— REQUEST —
Output each line of the rows below as a JSON list of strings, with one string per line and blank lines omitted.

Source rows

================================

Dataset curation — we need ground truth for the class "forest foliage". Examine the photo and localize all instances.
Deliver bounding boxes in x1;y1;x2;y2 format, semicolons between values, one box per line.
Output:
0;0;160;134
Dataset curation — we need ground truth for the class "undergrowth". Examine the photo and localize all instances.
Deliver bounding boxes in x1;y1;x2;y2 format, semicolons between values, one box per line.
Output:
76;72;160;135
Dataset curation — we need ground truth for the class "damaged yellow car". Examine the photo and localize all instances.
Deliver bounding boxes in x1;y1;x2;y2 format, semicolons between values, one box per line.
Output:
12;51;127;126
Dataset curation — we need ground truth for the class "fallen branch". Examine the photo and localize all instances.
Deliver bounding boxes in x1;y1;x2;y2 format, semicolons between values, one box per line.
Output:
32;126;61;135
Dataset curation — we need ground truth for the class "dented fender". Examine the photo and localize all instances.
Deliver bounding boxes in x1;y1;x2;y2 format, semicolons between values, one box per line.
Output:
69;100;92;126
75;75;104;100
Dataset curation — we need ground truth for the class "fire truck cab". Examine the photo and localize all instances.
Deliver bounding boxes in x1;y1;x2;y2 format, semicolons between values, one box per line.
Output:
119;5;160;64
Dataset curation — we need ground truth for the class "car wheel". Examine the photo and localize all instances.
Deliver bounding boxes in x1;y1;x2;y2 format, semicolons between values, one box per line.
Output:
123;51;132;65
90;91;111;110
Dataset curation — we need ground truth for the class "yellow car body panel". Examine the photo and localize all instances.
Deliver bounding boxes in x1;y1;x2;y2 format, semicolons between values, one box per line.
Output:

================================

— WRITTEN ANSWER —
[
  "Dataset curation — we need ground truth for the class \"forest foliage\". Examine the photo and localize all instances.",
  "Deliver bounding boxes in x1;y1;x2;y2 format, semicolons between values, one box per line.",
  "Output:",
  "0;0;160;134",
  "Dataset curation — we need ground truth for the class \"undergrowth\". Examine the photo and localize all instances.",
  "Deliver bounding boxes in x1;y1;x2;y2 format, semicolons between values, one box per line.",
  "Output:",
  "76;72;160;135",
  "Dataset curation — we need ground truth for the class \"damaged yellow car\". Examine the photo and localize all instances.",
  "Deliver bounding boxes in x1;y1;x2;y2 format, semicolons between values, one box per line.",
  "Output:",
  "12;51;127;126",
  "Dataset curation — we need ground truth for the class \"fallen branch\". Examine the photo and localize all instances.",
  "Deliver bounding boxes in x1;y1;x2;y2 format, semicolons between values, one box per line.",
  "Output:",
  "32;126;61;135",
  "Dataset curation — we need ground truth for the class \"dented fender\". Examine the photo and localize all instances.",
  "Deliver bounding boxes in x1;y1;x2;y2 format, semicolons between values, one box per line.",
  "Output:",
  "69;100;92;126",
  "75;75;104;100",
  "Dataset curation — we need ground truth for the class \"fire truck cab\". Examine the photo and localize all instances.",
  "Deliver bounding boxes in x1;y1;x2;y2 format, semicolons between values, one box per line.",
  "Output:",
  "119;5;160;64",
  "Dataset curation — we need ground truth for the class \"car wheel\". Examine the photo and localize all instances.",
  "Deliver bounding boxes in x1;y1;x2;y2 format, semicolons between values, one box per line.",
  "Output:",
  "123;51;132;65",
  "90;91;111;110",
  "Dataset curation — we need ground truth for the class \"yellow car body panel\". Examine the photo and localize all instances.",
  "Deliver bounding boxes in x1;y1;x2;y2 format, semicolons between values, one box per line.",
  "Output:"
]